__Instruction__
Turn every line of the material below into a Markdown table with the columns "Row" and "Line," numbering each row and skipping blank lines. Leave the pictures out of the table.

(Detection examples)

********

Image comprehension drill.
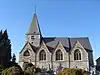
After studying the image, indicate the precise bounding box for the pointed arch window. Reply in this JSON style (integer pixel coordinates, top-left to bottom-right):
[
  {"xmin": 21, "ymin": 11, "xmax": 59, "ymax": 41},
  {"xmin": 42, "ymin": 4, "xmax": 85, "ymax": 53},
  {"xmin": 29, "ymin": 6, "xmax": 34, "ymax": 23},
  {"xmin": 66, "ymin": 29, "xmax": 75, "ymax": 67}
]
[
  {"xmin": 39, "ymin": 50, "xmax": 46, "ymax": 60},
  {"xmin": 56, "ymin": 49, "xmax": 63, "ymax": 60},
  {"xmin": 24, "ymin": 50, "xmax": 30, "ymax": 56},
  {"xmin": 74, "ymin": 49, "xmax": 81, "ymax": 60}
]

********

__Response__
| Row | Line |
|---|---|
| 1 | Image comprehension drill. |
| 2 | After studying the image, indicate the precise bounding box for the pointed arch window. Reply in this JSON style (integer pixel coordinates, top-left to bottom-right): |
| 3 | [ |
| 4 |   {"xmin": 21, "ymin": 11, "xmax": 59, "ymax": 41}, |
| 5 |   {"xmin": 42, "ymin": 4, "xmax": 85, "ymax": 53}, |
| 6 |   {"xmin": 29, "ymin": 6, "xmax": 34, "ymax": 23}, |
| 7 |   {"xmin": 66, "ymin": 29, "xmax": 75, "ymax": 67} |
| 8 | ] |
| 9 | [ |
| 10 |   {"xmin": 39, "ymin": 50, "xmax": 46, "ymax": 60}, |
| 11 |   {"xmin": 56, "ymin": 49, "xmax": 63, "ymax": 60}, |
| 12 |   {"xmin": 24, "ymin": 50, "xmax": 30, "ymax": 56}, |
| 13 |   {"xmin": 74, "ymin": 49, "xmax": 81, "ymax": 60} |
| 14 | ] |